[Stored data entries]

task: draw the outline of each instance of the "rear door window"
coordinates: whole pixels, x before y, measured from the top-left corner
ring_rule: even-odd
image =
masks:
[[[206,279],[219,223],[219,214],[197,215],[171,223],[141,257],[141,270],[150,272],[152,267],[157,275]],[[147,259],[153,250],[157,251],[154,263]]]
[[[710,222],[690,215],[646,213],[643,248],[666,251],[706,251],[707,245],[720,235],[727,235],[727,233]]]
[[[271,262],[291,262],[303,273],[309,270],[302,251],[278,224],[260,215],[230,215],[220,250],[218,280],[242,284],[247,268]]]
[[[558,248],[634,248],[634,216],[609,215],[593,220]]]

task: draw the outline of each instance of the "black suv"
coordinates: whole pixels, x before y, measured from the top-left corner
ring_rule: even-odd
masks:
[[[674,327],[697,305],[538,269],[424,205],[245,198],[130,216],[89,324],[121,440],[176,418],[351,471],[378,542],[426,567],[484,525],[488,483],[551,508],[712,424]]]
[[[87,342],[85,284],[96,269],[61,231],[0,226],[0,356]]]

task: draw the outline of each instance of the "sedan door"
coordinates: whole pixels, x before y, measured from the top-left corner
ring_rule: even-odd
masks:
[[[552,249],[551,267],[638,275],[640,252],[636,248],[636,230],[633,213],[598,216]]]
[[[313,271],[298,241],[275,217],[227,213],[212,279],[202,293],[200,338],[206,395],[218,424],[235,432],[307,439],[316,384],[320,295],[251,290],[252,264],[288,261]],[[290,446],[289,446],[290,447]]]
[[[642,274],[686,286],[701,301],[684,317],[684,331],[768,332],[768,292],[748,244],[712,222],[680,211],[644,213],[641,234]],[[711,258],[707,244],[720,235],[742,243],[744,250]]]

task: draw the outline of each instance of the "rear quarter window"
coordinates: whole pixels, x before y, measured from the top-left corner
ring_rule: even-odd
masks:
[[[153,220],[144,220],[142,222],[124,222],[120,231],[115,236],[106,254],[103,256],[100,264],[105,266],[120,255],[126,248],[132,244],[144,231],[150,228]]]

-- DESCRIPTION OF THE TASK --
With nothing left out, copy every record exactly.

-- REPLY --
task: draw the outline of each instance of the "rear door window"
coordinates: whole pixels, x before y, measured from the top-left corner
ring_rule: even-odd
image =
masks:
[[[206,279],[219,223],[219,214],[197,215],[171,223],[141,257],[141,270],[150,272],[152,267],[157,275]],[[147,259],[153,250],[157,251],[154,263]]]
[[[710,222],[690,215],[646,213],[643,248],[666,251],[706,251],[707,245],[720,235],[727,235],[727,233]]]
[[[271,262],[291,262],[303,273],[309,270],[302,251],[278,224],[260,215],[230,215],[220,250],[218,280],[242,284],[247,268]]]
[[[558,248],[634,248],[634,216],[609,215],[593,220]]]

task: draw the outline of each instance of the "black suv"
coordinates: whole pixels, x before y, measured from the top-left corner
ring_rule: even-odd
masks:
[[[674,327],[697,305],[538,269],[424,205],[245,198],[130,216],[89,324],[121,440],[176,418],[351,471],[378,542],[426,567],[484,525],[488,483],[551,508],[712,424]]]
[[[87,342],[85,284],[96,269],[61,231],[0,226],[0,356]]]

task: draw the outline of each instance of the "sedan door"
coordinates: whole pixels, x before y, measured from the top-left corner
ring_rule: even-odd
masks:
[[[552,249],[551,267],[638,275],[640,252],[636,248],[636,230],[633,213],[598,216]]]
[[[313,271],[298,241],[275,217],[227,213],[212,279],[202,293],[200,338],[206,395],[218,424],[235,432],[307,439],[316,384],[320,295],[251,290],[252,264],[288,261]],[[290,446],[289,446],[290,447]]]
[[[642,274],[686,286],[701,301],[684,317],[684,331],[768,332],[768,292],[748,244],[712,222],[680,211],[644,213],[641,234]],[[711,258],[707,244],[720,235],[742,243],[744,250]]]

task: draw the outline of each instance of the "rear quarter window"
coordinates: whole pixels, x before y, measured from the top-left corner
ring_rule: even-odd
masks:
[[[153,220],[144,220],[142,222],[124,222],[120,231],[115,236],[106,254],[103,256],[100,264],[105,266],[120,255],[126,248],[132,244],[144,231],[150,228]]]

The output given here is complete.